== What is being asked ==
Select every line in the material below that contains the word "window", and copy each of those lines in full.
########
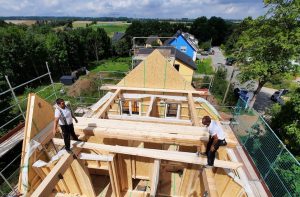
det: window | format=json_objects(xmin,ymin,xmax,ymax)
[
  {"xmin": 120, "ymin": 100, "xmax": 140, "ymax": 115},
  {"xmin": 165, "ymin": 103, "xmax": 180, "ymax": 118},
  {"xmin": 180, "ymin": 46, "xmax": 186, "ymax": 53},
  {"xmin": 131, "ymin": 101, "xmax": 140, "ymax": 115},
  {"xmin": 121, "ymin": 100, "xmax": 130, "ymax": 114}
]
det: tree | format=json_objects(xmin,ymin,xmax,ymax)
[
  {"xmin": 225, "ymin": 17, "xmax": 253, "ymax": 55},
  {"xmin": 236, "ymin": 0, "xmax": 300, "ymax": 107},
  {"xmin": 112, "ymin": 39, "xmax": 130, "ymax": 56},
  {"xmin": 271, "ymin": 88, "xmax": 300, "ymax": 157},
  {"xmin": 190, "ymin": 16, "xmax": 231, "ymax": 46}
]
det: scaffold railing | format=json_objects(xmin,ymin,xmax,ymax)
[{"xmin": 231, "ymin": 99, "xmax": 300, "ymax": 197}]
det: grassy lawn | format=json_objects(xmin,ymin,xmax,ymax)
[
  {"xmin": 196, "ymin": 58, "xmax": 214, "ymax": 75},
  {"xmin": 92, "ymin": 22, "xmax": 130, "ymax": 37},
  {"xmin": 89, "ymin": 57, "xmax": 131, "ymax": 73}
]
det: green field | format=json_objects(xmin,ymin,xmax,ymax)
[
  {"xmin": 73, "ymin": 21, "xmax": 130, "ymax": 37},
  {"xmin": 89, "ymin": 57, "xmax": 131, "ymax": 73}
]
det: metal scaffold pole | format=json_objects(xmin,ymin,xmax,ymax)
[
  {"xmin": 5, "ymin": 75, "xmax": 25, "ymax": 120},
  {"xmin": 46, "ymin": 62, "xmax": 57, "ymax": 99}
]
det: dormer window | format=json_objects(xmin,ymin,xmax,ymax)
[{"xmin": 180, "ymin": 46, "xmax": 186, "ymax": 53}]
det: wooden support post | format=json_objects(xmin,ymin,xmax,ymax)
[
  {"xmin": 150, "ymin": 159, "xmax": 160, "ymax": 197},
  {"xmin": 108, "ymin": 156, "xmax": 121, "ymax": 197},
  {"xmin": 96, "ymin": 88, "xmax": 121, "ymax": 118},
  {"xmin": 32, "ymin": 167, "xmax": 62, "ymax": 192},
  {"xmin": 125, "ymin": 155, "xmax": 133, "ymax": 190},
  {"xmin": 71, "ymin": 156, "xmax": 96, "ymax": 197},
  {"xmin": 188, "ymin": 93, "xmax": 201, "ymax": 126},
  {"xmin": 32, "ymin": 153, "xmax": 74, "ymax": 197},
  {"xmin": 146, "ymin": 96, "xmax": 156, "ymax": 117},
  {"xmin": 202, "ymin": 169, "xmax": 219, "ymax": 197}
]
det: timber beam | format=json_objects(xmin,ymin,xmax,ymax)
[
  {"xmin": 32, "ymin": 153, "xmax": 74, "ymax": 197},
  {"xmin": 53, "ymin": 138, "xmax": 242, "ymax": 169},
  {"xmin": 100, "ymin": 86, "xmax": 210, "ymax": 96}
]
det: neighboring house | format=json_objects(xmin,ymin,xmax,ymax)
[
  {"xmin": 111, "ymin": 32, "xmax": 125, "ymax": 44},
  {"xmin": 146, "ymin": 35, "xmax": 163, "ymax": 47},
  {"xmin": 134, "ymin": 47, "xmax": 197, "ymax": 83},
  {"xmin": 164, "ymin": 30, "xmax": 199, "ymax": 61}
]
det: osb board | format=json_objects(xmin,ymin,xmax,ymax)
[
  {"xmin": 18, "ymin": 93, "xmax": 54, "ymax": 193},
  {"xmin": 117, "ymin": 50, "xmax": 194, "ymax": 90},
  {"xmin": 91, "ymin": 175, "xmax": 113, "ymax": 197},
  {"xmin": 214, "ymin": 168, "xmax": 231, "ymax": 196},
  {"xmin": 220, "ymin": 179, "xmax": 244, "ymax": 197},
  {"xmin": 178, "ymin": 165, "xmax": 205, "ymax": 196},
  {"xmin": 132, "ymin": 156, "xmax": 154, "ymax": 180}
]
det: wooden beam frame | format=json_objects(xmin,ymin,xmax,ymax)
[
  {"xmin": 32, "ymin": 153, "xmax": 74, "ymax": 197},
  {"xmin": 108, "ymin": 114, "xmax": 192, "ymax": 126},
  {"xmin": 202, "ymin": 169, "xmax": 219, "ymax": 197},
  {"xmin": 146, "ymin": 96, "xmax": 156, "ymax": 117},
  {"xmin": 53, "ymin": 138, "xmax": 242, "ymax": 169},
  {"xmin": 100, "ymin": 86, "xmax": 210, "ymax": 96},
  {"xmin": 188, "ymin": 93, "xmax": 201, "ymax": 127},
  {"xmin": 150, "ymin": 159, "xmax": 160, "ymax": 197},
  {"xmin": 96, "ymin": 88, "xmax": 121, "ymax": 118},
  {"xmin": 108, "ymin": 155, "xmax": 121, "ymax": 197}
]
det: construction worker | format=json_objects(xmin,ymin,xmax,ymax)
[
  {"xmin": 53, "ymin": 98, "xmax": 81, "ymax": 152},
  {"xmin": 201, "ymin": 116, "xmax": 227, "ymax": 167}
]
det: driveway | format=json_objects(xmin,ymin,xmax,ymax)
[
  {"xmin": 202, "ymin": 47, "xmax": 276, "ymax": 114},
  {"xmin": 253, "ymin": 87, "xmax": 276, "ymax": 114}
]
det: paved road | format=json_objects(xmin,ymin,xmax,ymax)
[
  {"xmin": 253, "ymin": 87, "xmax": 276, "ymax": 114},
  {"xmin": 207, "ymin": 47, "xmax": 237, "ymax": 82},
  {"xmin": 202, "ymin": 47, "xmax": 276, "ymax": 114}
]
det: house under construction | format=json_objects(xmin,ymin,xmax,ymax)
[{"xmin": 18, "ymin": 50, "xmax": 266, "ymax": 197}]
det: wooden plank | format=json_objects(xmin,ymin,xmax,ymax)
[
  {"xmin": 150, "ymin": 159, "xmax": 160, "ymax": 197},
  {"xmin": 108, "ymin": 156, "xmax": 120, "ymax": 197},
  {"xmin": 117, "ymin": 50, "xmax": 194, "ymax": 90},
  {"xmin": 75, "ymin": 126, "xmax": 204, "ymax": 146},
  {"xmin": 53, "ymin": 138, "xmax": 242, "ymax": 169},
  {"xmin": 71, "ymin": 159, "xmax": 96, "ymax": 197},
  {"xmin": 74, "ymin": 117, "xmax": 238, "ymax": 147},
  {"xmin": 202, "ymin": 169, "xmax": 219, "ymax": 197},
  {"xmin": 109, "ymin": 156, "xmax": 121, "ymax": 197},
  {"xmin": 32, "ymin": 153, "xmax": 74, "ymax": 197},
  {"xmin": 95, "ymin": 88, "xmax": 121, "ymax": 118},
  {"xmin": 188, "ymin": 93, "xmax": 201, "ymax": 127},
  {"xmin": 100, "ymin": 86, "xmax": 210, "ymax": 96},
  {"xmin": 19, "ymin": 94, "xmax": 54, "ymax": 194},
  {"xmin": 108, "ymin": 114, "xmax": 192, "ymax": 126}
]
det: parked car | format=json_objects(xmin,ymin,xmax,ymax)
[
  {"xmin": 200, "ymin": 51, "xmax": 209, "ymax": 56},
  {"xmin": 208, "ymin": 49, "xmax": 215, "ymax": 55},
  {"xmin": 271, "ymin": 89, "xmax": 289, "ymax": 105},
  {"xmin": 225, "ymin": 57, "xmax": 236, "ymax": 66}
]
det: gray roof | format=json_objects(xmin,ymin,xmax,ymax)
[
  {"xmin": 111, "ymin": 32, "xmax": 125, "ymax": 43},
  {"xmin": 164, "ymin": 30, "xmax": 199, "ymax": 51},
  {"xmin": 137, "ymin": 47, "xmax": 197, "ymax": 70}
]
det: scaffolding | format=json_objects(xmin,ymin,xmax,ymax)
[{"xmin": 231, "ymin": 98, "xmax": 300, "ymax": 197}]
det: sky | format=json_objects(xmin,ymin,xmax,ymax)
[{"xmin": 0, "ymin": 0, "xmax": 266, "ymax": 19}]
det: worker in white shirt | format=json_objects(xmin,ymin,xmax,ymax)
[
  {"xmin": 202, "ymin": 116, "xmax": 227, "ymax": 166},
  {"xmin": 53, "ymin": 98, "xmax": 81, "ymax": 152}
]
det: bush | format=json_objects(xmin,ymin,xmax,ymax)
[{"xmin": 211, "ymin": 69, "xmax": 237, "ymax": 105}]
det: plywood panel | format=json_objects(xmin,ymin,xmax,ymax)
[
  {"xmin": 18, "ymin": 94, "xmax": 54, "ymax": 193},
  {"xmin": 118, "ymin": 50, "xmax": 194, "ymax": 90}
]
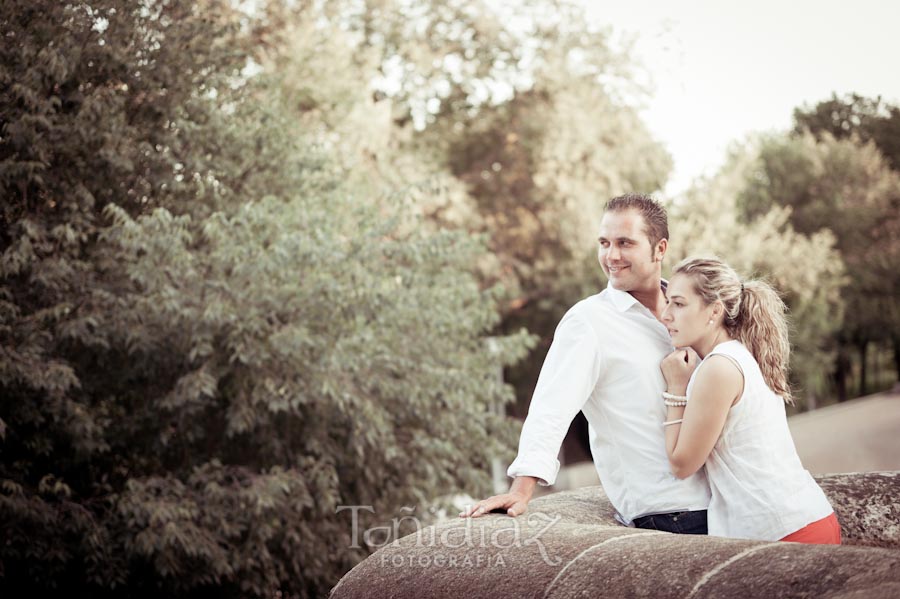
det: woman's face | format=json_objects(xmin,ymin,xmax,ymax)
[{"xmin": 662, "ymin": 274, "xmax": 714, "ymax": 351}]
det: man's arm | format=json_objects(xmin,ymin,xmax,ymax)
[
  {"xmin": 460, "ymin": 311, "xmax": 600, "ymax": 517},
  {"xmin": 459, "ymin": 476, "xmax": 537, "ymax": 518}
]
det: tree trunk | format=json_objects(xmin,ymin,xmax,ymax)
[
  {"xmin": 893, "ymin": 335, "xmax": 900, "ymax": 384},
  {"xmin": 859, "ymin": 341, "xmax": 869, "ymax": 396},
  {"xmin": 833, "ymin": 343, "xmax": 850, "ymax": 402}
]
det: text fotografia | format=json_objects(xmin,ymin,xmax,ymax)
########
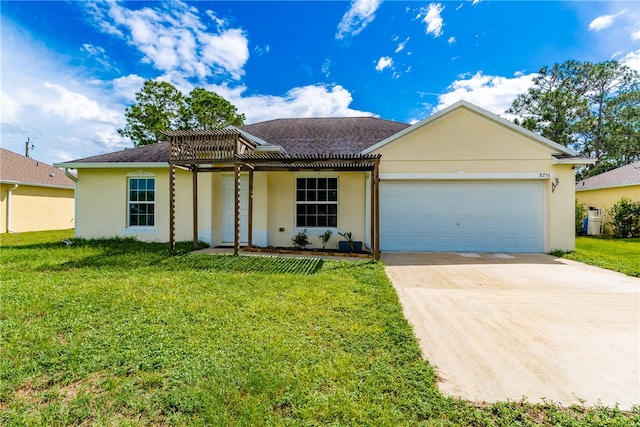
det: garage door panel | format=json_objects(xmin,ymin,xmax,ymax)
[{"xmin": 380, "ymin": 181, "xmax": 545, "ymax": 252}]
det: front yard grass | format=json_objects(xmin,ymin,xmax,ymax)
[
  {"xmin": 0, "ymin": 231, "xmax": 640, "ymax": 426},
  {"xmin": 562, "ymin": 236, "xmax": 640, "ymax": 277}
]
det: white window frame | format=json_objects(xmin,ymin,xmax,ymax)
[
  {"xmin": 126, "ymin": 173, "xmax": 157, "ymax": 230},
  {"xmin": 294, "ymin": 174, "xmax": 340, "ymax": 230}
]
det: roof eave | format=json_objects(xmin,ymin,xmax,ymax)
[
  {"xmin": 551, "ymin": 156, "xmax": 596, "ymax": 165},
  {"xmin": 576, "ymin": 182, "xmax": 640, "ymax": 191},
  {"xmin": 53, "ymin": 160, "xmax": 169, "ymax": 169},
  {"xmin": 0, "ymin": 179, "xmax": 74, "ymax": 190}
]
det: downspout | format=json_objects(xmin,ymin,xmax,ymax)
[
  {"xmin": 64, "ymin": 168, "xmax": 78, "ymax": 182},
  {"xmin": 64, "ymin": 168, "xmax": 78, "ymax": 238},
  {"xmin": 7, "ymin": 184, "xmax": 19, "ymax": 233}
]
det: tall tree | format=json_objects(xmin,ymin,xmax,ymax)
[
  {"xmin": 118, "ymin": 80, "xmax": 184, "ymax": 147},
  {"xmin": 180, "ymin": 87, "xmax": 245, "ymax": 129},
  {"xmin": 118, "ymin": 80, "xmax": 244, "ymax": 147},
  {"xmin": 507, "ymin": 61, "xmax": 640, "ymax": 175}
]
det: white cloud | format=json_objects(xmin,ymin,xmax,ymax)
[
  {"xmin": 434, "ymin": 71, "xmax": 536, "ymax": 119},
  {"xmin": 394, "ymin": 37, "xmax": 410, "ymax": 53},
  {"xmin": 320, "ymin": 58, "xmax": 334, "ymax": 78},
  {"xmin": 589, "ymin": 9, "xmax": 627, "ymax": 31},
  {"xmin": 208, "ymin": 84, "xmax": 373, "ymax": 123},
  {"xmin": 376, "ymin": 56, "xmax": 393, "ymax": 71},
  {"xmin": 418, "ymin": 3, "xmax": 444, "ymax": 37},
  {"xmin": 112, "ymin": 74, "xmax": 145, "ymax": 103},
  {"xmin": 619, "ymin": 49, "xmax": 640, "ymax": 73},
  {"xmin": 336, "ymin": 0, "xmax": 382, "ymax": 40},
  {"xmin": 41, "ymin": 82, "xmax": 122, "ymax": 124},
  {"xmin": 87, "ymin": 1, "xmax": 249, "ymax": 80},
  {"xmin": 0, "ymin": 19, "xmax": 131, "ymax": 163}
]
########
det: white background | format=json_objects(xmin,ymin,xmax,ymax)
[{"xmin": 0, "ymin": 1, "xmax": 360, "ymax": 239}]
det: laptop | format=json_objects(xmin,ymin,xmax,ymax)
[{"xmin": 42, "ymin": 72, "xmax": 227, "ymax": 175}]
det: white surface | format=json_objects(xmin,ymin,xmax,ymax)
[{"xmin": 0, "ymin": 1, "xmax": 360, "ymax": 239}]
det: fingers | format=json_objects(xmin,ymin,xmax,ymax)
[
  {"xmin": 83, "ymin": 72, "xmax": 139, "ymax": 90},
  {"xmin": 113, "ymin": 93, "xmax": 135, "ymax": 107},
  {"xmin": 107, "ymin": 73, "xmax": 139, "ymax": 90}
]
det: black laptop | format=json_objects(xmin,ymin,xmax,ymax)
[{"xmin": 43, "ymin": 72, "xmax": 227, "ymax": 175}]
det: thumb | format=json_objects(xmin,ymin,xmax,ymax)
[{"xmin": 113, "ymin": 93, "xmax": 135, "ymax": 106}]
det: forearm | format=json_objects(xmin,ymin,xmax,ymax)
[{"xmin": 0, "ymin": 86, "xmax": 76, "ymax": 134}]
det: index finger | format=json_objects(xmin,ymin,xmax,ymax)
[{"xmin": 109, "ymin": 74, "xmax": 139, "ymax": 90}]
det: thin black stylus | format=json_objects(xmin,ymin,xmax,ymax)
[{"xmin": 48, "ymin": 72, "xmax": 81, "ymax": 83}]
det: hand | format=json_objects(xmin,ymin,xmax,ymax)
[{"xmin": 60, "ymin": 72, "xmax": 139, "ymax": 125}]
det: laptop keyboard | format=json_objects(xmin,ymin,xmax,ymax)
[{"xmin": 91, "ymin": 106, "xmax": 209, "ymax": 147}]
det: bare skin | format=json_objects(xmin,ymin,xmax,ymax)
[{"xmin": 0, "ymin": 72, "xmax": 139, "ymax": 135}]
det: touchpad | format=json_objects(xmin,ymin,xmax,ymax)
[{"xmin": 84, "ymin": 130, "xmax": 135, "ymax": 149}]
########
== The solution ==
det: window | format=json_objects(xmin,ymin,xmax,ymax)
det: dormer window | format=json_objects(xmin,ymin,xmax,ymax)
det: white window frame | format=json_objects(xmin,ymin,xmax,ymax)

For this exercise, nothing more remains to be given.